* **Text passage**:
━━━━━━━━━━━━━━━━━━━━━━━━━━━━━━

From the Worldwide Faith News archives www.wfn.org


LWF President calls grace 'the supreme form of justice'


From FRANK_IMHOFF.parti@ecunet.org (FRANK IMHOFF)
Date 09 Jun 1998 16:39:27

LWF COUNCIL
Press Release No. 01/98

LWF President calls grace  the supreme form of justice'

GENEVA, 8 June 1998 (lwi) - The message of justification is not only a
theological concept, Lutheran World Federation (LWF) President Christian
Krause told members of the LWF Council, but it also has a social dimension.
"The supreme form of justice is grace," he said in his presidential address
at the beginning of the new council s meeting here June 8-17.

Krause, who is bishop of the Evangelical Lutheran Church in Brunswick, tied
together the debate on the Joint Declaration on the Doctrine of
Justification with the Roman Catholic Church and social concerns he
encountered in recent visits to Latin America and the Middle East. The LWF
Council is expected to vote on acceptance of the Joint Declaration next
week after studying the responses of LWF member churches.

━━━━━━━━━━━━━━━━━━━━━━━━━━━━━━

[Stored data entries]
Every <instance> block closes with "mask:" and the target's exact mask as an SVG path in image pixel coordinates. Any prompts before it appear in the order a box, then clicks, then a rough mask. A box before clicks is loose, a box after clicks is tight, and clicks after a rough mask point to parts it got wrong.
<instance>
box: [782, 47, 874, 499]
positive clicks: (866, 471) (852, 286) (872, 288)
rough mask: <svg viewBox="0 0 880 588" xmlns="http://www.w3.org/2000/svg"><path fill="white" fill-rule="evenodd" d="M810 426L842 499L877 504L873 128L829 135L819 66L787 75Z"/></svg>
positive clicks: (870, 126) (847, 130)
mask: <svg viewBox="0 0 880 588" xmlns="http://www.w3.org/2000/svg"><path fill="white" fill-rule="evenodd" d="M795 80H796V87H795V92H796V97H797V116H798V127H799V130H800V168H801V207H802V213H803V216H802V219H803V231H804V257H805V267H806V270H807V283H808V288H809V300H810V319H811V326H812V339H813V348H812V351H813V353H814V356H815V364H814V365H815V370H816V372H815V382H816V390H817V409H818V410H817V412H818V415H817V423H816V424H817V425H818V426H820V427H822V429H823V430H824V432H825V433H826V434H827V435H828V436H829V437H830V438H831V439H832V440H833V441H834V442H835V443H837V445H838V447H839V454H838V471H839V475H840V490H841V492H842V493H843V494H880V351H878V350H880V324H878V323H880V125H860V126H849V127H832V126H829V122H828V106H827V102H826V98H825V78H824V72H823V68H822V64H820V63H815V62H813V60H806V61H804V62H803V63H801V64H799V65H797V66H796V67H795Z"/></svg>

━━━━━━━━━━━━━━━━━━━━━━━━━━━━━━

* **Your tasks**:
A. Write out everything in the LWF press release from "GENEVA, 8 June" down to "LWF member churches.".
B. Which geographic places does the LWF press release name?

* **Outputs in order**:
A.
GENEVA, 8 June 1998 (lwi) - The message of justification is not only a
theological concept, Lutheran World Federation (LWF) President Christian
Krause told members of the LWF Council, but it also has a social dimension.
"The supreme form of justice is grace," he said in his presidential address
at the beginning of the new council s meeting here June 8-17.

Krause, who is bishop of the Evangelical Lutheran Church in Brunswick, tied
together the debate on the Joint Declaration on the Doctrine of
Justification with the Roman Catholic Church and social concerns he
encountered in recent visits to Latin America and the Middle East. The LWF
Council is expected to vote on acceptance of the Joint Declaration next
week after studying the responses of LWF member churches.

B.
Geneva
Brunswick
Latin America
the Middle East